> Given task
Rewrite the lines below as a JSON list of strings, one string per line with blank lines omitted, starting at the line that contains "Where can you see the carpeted" and ending at the final line.

◇ ◇ ◇ ◇ ◇

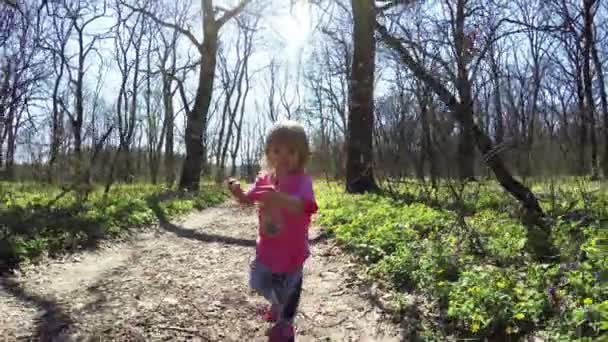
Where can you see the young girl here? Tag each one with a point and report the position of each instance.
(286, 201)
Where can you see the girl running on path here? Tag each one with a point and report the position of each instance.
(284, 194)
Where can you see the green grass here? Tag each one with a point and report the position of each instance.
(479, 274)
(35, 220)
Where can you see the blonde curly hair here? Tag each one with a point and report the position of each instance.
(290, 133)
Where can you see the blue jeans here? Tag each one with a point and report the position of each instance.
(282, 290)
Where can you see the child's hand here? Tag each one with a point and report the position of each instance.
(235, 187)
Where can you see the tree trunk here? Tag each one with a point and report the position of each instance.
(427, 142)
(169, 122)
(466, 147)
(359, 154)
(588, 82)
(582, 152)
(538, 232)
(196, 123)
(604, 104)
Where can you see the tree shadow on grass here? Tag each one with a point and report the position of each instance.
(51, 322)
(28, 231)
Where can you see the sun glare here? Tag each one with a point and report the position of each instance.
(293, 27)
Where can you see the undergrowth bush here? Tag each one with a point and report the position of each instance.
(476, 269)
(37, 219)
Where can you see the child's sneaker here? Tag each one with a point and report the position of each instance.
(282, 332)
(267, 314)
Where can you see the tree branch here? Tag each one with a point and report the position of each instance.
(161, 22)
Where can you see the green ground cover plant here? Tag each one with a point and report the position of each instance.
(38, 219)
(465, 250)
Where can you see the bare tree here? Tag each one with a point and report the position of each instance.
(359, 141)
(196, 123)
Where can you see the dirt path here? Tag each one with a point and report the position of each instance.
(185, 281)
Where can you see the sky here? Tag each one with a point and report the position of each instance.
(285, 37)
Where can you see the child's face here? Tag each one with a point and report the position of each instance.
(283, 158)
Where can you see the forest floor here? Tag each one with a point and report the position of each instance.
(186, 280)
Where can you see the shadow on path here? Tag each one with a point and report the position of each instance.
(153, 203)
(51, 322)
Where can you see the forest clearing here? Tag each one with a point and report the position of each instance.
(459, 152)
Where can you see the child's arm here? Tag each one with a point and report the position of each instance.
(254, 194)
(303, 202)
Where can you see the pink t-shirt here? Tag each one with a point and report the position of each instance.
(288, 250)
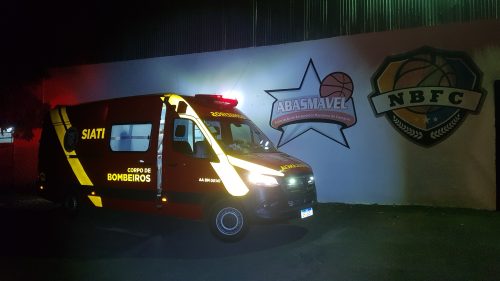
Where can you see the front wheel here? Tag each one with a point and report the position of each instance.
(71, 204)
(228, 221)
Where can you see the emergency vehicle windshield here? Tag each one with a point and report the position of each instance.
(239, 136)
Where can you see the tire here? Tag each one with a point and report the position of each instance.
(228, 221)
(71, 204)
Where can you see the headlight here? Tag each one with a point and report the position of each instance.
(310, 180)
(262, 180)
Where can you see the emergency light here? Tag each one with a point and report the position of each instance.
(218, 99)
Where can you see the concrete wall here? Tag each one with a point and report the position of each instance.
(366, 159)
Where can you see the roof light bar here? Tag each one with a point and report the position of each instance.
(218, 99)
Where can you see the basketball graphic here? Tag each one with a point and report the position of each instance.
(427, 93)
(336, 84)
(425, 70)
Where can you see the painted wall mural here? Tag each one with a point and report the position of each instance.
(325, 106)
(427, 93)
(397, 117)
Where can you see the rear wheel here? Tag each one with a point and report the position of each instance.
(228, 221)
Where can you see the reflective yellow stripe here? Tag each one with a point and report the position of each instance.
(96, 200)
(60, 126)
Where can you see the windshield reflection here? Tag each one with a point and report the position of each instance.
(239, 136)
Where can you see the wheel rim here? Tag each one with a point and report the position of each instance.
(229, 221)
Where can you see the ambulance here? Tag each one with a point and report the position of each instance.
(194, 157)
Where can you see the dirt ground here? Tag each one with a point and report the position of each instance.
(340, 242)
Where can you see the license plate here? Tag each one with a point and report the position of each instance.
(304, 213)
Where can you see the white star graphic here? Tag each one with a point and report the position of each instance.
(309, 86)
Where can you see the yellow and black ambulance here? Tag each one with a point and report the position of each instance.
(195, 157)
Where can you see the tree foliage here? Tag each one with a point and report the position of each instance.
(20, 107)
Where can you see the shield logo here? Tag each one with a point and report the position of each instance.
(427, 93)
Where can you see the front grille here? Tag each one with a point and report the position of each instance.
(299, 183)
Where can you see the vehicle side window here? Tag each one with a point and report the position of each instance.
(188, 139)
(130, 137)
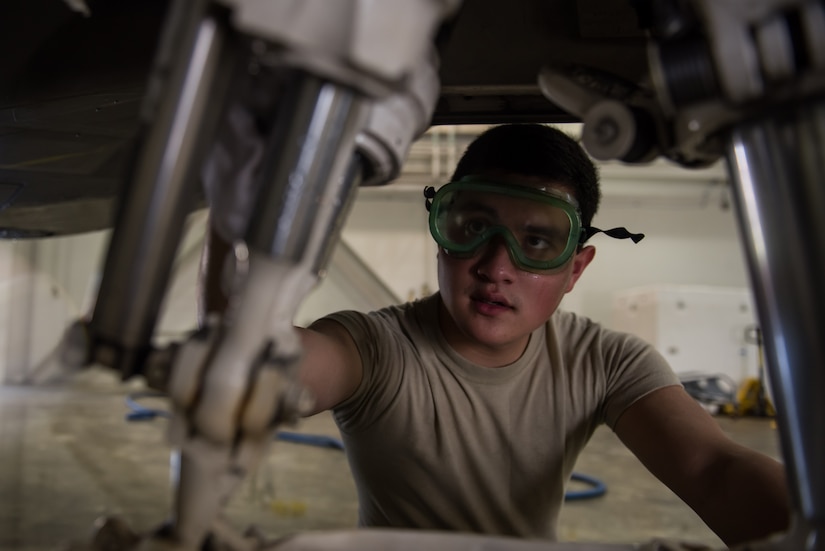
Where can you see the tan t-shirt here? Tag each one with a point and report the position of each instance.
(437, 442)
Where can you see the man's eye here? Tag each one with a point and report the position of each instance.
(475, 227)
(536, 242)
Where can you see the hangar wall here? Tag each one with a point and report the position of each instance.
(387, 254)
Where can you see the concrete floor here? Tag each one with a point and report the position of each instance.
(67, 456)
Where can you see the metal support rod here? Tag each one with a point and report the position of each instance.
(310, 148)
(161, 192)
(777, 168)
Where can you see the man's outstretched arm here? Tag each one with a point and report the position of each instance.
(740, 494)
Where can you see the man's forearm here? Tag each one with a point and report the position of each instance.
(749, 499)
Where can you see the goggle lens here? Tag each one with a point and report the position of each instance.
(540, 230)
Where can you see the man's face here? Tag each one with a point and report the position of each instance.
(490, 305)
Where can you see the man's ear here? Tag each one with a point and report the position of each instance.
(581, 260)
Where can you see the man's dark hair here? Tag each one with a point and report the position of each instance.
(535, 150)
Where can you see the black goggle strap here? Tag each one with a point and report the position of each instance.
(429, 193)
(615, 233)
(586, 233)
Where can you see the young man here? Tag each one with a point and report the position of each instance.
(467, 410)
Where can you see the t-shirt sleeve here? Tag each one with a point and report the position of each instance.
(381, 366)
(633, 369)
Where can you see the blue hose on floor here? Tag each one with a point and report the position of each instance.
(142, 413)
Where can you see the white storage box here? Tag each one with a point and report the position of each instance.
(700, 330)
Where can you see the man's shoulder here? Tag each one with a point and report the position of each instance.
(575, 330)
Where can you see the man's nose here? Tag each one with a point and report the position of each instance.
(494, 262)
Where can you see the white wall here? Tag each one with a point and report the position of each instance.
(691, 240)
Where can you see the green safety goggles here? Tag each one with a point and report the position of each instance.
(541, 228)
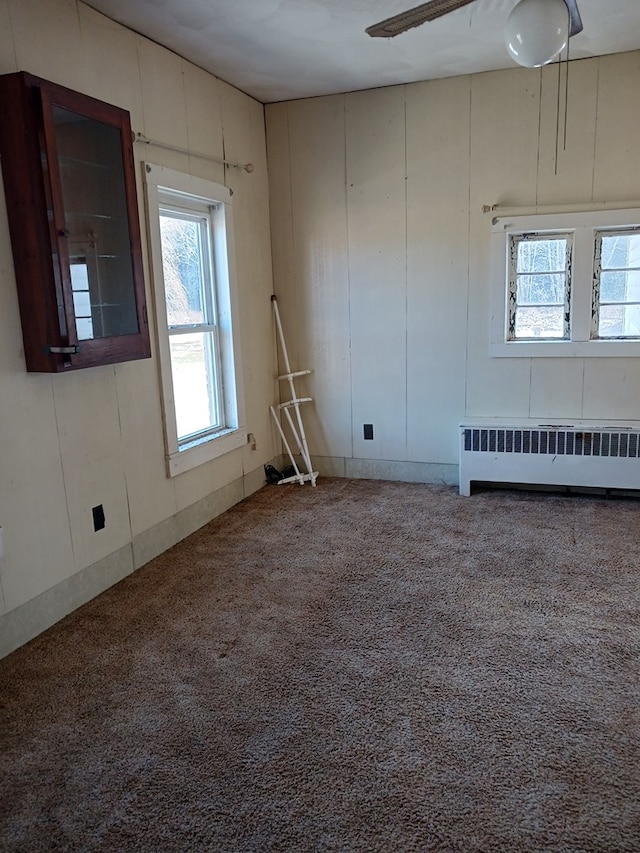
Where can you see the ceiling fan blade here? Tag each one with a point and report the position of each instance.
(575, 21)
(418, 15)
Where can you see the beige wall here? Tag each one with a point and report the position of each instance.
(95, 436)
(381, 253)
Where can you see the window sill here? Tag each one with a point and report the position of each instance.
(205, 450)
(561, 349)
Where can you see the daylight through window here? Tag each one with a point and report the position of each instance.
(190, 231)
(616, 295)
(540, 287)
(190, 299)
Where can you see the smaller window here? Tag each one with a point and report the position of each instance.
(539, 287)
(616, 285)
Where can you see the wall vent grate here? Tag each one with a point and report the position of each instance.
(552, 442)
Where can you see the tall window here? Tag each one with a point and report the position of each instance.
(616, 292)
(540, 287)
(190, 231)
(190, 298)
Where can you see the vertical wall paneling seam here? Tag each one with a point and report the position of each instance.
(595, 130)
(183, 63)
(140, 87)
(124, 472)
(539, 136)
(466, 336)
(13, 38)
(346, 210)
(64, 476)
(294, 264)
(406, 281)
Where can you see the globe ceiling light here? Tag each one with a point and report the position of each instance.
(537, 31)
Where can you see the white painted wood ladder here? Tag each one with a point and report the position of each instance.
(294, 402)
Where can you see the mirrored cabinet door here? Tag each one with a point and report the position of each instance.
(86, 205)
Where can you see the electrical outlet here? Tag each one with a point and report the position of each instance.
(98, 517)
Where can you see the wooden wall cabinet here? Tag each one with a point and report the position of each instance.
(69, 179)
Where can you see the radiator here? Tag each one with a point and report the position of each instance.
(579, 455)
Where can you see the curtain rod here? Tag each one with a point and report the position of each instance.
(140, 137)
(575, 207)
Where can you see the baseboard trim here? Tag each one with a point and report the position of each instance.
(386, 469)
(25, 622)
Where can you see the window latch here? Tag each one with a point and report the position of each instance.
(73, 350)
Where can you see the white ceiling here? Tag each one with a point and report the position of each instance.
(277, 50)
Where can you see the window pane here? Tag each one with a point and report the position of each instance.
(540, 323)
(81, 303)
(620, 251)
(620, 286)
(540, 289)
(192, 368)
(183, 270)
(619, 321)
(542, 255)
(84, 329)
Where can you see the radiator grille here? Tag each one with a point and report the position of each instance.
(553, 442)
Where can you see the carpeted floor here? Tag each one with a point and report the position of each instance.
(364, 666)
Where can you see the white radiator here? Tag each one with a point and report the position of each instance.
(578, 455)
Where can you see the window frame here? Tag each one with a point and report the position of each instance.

◇ ◇ ◇ ◇ ◇

> Full solution
[
  "Where can you see the carpeted floor here? Tag each one with a point and report the position of each instance.",
  "(364, 666)",
  "Where can you see the white radiator here? Tag each one with a point and report the position of each instance.",
  "(578, 455)",
  "Where can you see the window frame here? Tag each one with a point and report the position of each instance."
]